■ Extracts from a box-labeled dataset ■
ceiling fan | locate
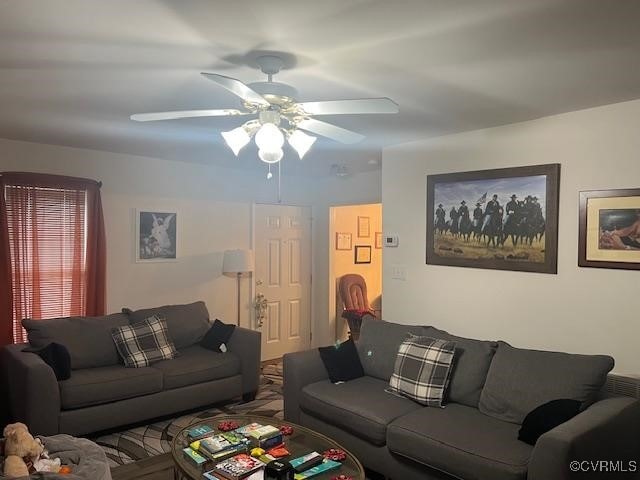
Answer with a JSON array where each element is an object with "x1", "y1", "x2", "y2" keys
[{"x1": 131, "y1": 55, "x2": 398, "y2": 164}]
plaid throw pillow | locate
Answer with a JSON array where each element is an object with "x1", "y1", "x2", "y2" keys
[
  {"x1": 388, "y1": 335, "x2": 456, "y2": 407},
  {"x1": 111, "y1": 315, "x2": 178, "y2": 368}
]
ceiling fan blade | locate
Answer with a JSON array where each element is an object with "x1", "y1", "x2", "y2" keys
[
  {"x1": 298, "y1": 98, "x2": 399, "y2": 115},
  {"x1": 131, "y1": 108, "x2": 251, "y2": 122},
  {"x1": 201, "y1": 72, "x2": 271, "y2": 107},
  {"x1": 298, "y1": 118, "x2": 365, "y2": 143}
]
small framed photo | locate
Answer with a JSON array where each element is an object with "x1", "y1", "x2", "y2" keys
[
  {"x1": 336, "y1": 232, "x2": 351, "y2": 250},
  {"x1": 355, "y1": 245, "x2": 371, "y2": 263},
  {"x1": 374, "y1": 232, "x2": 382, "y2": 249},
  {"x1": 358, "y1": 217, "x2": 371, "y2": 238},
  {"x1": 135, "y1": 210, "x2": 178, "y2": 262},
  {"x1": 578, "y1": 188, "x2": 640, "y2": 270}
]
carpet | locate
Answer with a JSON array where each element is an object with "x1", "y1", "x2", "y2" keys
[{"x1": 91, "y1": 363, "x2": 284, "y2": 467}]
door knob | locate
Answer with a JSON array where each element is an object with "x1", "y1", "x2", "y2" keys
[{"x1": 253, "y1": 293, "x2": 269, "y2": 328}]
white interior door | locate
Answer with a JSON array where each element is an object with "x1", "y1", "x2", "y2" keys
[{"x1": 254, "y1": 205, "x2": 311, "y2": 360}]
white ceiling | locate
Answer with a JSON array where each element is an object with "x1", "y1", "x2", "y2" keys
[{"x1": 0, "y1": 0, "x2": 640, "y2": 175}]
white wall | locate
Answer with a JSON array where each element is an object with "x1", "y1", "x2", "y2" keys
[
  {"x1": 382, "y1": 100, "x2": 640, "y2": 374},
  {"x1": 0, "y1": 139, "x2": 380, "y2": 344}
]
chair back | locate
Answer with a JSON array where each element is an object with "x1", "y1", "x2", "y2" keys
[{"x1": 338, "y1": 273, "x2": 370, "y2": 310}]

■ Exercise ■
Rewrite every line of the records above as a numbered list, skipping any blank lines. Leave the picture out of your answer.

■ Answer to this task ■
1. ceiling fan | locate
2. Answer with a JSON array where each element is an object with "x1", "y1", "x2", "y2" keys
3. [{"x1": 131, "y1": 55, "x2": 398, "y2": 164}]
4. plaid throw pillow | locate
5. Answer with a JSON array where each element is an object with "x1", "y1", "x2", "y2" keys
6. [
7.   {"x1": 388, "y1": 335, "x2": 456, "y2": 407},
8.   {"x1": 111, "y1": 315, "x2": 178, "y2": 368}
9. ]
10. ceiling fan blade | locate
11. Answer with a JSON array where each element is an object with "x1", "y1", "x2", "y2" keys
12. [
13.   {"x1": 298, "y1": 98, "x2": 399, "y2": 115},
14.   {"x1": 131, "y1": 108, "x2": 251, "y2": 122},
15.   {"x1": 201, "y1": 72, "x2": 271, "y2": 107},
16.   {"x1": 298, "y1": 118, "x2": 365, "y2": 143}
17. ]
18. small framed photo | locate
19. Answer with a JSON array where each element is an object with "x1", "y1", "x2", "y2" keys
20. [
21.   {"x1": 336, "y1": 232, "x2": 351, "y2": 250},
22.   {"x1": 355, "y1": 245, "x2": 371, "y2": 263},
23.   {"x1": 374, "y1": 232, "x2": 382, "y2": 249},
24.   {"x1": 358, "y1": 217, "x2": 371, "y2": 238},
25.   {"x1": 135, "y1": 210, "x2": 178, "y2": 262},
26.   {"x1": 578, "y1": 188, "x2": 640, "y2": 270}
27. ]
28. carpet | locate
29. Answer with a JSON array where each element is an object with "x1", "y1", "x2", "y2" keys
30. [{"x1": 91, "y1": 363, "x2": 284, "y2": 467}]
31. door knob | locate
32. Answer with a JSON array where each element is an object with "x1", "y1", "x2", "y2" keys
33. [{"x1": 253, "y1": 293, "x2": 269, "y2": 328}]
34. white interior door | locate
35. Answer with a JSON array where each element is an object with "x1", "y1", "x2", "y2" keys
36. [{"x1": 254, "y1": 205, "x2": 311, "y2": 360}]
37. white ceiling | locate
38. Answer with a JSON array where each element is an object with "x1", "y1", "x2", "y2" keys
39. [{"x1": 0, "y1": 0, "x2": 640, "y2": 175}]
40. white wall | locate
41. Answer with a JSON array where each element is an object with "x1", "y1", "x2", "y2" keys
42. [
43.   {"x1": 382, "y1": 100, "x2": 640, "y2": 374},
44.   {"x1": 0, "y1": 139, "x2": 380, "y2": 344}
45. ]
46. chair back | locate
47. Answer with a JSON array where each element is an object with "x1", "y1", "x2", "y2" keys
48. [{"x1": 338, "y1": 273, "x2": 370, "y2": 310}]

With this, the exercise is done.